** Opening EXERCISE DATA block **

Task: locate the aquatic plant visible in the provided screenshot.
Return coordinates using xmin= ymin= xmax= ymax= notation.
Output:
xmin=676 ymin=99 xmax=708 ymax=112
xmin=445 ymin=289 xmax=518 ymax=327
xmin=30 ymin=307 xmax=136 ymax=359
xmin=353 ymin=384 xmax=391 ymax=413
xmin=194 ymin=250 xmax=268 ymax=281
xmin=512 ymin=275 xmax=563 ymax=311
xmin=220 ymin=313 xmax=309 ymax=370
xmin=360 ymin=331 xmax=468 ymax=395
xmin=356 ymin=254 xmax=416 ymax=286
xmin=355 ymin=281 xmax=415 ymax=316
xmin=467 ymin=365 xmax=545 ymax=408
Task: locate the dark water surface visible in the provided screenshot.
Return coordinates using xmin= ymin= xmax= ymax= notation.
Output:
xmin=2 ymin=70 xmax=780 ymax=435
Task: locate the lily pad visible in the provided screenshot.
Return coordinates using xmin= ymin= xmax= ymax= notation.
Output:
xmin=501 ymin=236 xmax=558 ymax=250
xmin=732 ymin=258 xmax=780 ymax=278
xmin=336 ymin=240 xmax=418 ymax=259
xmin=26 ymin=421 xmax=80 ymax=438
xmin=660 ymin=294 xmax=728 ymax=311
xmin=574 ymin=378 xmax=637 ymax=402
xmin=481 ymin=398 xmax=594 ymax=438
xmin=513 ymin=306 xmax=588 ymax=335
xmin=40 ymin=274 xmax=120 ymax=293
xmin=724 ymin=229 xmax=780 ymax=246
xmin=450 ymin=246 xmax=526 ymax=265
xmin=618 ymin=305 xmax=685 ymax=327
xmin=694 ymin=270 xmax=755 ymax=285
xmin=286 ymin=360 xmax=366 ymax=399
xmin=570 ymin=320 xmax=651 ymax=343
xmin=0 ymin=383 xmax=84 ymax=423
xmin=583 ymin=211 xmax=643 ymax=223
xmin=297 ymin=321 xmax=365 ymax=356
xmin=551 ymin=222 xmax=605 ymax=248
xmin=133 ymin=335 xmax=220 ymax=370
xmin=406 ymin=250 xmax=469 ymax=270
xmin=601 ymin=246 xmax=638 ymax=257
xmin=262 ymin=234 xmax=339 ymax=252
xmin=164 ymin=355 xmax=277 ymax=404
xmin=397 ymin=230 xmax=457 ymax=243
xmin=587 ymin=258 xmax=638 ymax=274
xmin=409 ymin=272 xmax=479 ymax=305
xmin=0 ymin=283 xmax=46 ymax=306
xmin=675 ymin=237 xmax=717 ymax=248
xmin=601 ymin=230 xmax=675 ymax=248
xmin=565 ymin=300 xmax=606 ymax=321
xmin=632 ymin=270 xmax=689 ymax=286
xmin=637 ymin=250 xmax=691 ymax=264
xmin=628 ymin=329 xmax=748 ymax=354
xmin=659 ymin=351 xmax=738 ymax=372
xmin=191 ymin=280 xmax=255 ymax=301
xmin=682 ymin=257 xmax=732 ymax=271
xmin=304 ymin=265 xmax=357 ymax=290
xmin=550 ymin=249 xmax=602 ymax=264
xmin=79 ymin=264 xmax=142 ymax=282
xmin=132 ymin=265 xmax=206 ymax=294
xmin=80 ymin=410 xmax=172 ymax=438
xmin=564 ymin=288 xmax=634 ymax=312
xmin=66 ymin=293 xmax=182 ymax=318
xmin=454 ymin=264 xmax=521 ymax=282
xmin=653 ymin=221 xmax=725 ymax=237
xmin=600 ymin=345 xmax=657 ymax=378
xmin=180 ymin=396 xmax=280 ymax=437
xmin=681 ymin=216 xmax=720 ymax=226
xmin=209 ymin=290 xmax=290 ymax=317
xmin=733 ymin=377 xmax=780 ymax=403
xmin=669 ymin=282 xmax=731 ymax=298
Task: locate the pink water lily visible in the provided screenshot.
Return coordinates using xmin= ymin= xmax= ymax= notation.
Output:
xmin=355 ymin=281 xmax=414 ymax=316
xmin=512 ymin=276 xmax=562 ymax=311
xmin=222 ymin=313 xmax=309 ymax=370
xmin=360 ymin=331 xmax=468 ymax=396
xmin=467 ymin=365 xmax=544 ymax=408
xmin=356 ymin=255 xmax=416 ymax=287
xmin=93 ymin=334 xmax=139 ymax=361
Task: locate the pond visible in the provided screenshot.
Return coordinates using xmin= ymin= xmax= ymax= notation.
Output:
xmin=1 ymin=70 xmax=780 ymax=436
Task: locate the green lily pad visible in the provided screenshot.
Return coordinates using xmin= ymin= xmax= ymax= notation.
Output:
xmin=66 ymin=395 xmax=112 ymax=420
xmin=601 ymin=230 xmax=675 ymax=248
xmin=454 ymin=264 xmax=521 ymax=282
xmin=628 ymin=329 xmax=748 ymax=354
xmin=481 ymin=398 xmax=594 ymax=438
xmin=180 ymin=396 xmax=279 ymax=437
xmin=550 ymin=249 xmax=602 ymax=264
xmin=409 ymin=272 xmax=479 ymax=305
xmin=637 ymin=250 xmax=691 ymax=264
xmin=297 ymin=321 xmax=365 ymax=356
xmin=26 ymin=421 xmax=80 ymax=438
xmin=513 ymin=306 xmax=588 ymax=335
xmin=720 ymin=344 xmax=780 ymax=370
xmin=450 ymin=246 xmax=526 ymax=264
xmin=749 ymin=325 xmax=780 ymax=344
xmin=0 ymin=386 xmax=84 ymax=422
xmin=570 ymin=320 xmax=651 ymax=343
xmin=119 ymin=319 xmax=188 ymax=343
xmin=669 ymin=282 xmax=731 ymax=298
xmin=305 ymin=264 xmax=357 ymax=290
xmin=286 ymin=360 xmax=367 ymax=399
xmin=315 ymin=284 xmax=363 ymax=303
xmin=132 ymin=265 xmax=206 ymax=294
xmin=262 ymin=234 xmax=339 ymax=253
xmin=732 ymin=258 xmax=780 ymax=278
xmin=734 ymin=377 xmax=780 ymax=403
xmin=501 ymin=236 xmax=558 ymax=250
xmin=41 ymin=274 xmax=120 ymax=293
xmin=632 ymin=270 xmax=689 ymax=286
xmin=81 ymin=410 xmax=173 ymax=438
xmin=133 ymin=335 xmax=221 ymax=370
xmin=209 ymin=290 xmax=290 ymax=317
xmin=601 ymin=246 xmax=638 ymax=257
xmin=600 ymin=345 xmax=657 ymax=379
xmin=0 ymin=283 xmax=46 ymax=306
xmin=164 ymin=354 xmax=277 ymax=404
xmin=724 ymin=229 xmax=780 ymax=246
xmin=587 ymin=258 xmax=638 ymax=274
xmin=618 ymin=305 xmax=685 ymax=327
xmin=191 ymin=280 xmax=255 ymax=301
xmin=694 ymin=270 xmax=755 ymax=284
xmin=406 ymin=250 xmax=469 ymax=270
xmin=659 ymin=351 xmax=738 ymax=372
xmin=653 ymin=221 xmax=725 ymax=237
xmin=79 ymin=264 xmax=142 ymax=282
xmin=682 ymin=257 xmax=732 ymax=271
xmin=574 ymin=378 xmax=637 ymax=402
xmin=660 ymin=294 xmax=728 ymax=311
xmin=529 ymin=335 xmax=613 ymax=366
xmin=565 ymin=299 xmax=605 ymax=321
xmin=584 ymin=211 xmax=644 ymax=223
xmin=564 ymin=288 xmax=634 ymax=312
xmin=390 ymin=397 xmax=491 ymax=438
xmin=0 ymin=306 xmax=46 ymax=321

** Closing EXERCISE DATA block **
** Opening EXERCISE DATA block **

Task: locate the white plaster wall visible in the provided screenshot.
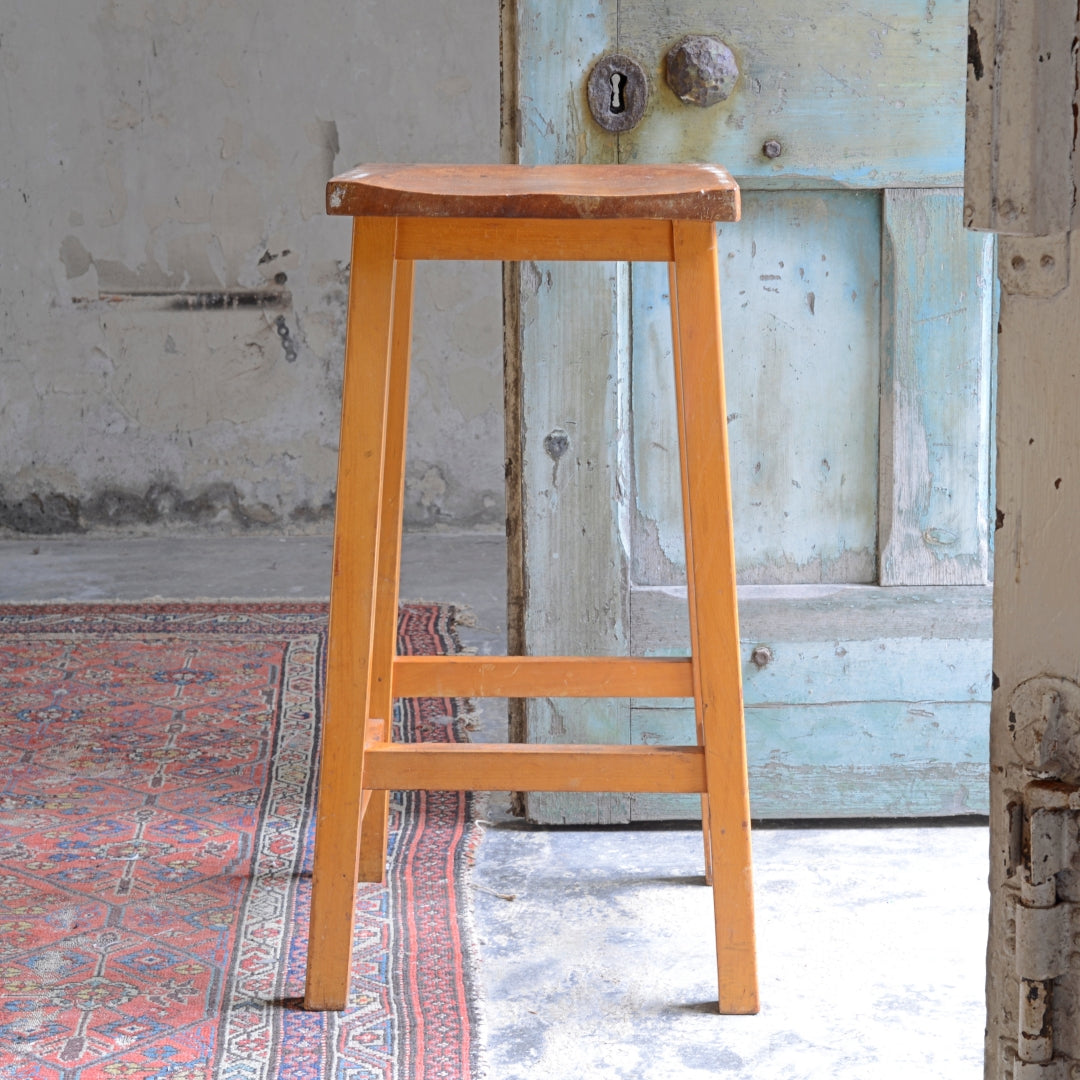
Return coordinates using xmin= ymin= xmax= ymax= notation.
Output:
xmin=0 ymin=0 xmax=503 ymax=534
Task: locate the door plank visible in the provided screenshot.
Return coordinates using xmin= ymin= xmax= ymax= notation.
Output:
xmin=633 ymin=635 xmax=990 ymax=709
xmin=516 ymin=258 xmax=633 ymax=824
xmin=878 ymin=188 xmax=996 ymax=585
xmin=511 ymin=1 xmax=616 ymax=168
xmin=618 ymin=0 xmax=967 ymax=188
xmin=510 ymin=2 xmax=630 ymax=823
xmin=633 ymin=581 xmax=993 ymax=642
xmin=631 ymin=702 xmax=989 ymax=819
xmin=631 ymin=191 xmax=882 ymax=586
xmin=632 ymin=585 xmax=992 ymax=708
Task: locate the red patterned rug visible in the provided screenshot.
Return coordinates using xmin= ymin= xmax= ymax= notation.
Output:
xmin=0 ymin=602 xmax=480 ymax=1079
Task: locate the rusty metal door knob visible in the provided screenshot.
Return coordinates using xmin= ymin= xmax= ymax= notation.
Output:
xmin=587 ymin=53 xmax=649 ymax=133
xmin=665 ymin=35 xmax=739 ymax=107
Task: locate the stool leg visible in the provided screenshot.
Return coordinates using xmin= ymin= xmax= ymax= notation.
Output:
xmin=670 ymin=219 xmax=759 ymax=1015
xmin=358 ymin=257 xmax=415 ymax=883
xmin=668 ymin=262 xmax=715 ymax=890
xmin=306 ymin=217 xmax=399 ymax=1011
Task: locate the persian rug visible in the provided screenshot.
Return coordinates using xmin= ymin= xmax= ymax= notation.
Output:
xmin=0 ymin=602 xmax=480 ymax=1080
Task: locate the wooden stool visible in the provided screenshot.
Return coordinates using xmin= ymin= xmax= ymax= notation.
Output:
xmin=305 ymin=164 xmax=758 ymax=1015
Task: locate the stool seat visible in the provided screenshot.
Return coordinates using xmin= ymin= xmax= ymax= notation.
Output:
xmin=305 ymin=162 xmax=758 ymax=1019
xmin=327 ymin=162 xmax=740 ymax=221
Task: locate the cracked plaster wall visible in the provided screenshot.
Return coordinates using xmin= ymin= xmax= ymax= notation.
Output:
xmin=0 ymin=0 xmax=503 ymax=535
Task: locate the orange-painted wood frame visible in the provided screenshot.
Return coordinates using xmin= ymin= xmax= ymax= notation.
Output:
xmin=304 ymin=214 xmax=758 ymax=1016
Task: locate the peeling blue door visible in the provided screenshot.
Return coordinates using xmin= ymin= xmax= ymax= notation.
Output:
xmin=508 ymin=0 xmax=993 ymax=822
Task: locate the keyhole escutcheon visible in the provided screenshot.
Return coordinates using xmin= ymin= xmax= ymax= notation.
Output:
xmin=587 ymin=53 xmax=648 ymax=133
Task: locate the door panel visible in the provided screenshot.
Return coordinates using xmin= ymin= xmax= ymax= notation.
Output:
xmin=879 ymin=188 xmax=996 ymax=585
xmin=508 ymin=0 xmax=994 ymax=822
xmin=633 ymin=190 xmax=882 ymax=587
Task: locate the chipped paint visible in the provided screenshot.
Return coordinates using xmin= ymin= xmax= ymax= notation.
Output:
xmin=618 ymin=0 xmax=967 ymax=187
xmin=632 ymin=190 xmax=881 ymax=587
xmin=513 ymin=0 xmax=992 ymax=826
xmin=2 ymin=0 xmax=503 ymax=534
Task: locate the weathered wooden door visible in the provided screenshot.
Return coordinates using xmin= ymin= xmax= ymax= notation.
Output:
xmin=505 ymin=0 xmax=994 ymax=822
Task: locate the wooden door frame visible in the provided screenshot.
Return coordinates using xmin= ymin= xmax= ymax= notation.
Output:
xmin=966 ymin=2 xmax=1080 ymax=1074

** Closing EXERCISE DATA block **

### YOUR ASSIGNMENT
Which lines above include the word "plaster"? Show each one.

### EXERCISE SOLUTION
Task: locate the white plaster wall visible in the provided screenshot.
Task: locate the cracked plaster wall visible in the provided screenshot.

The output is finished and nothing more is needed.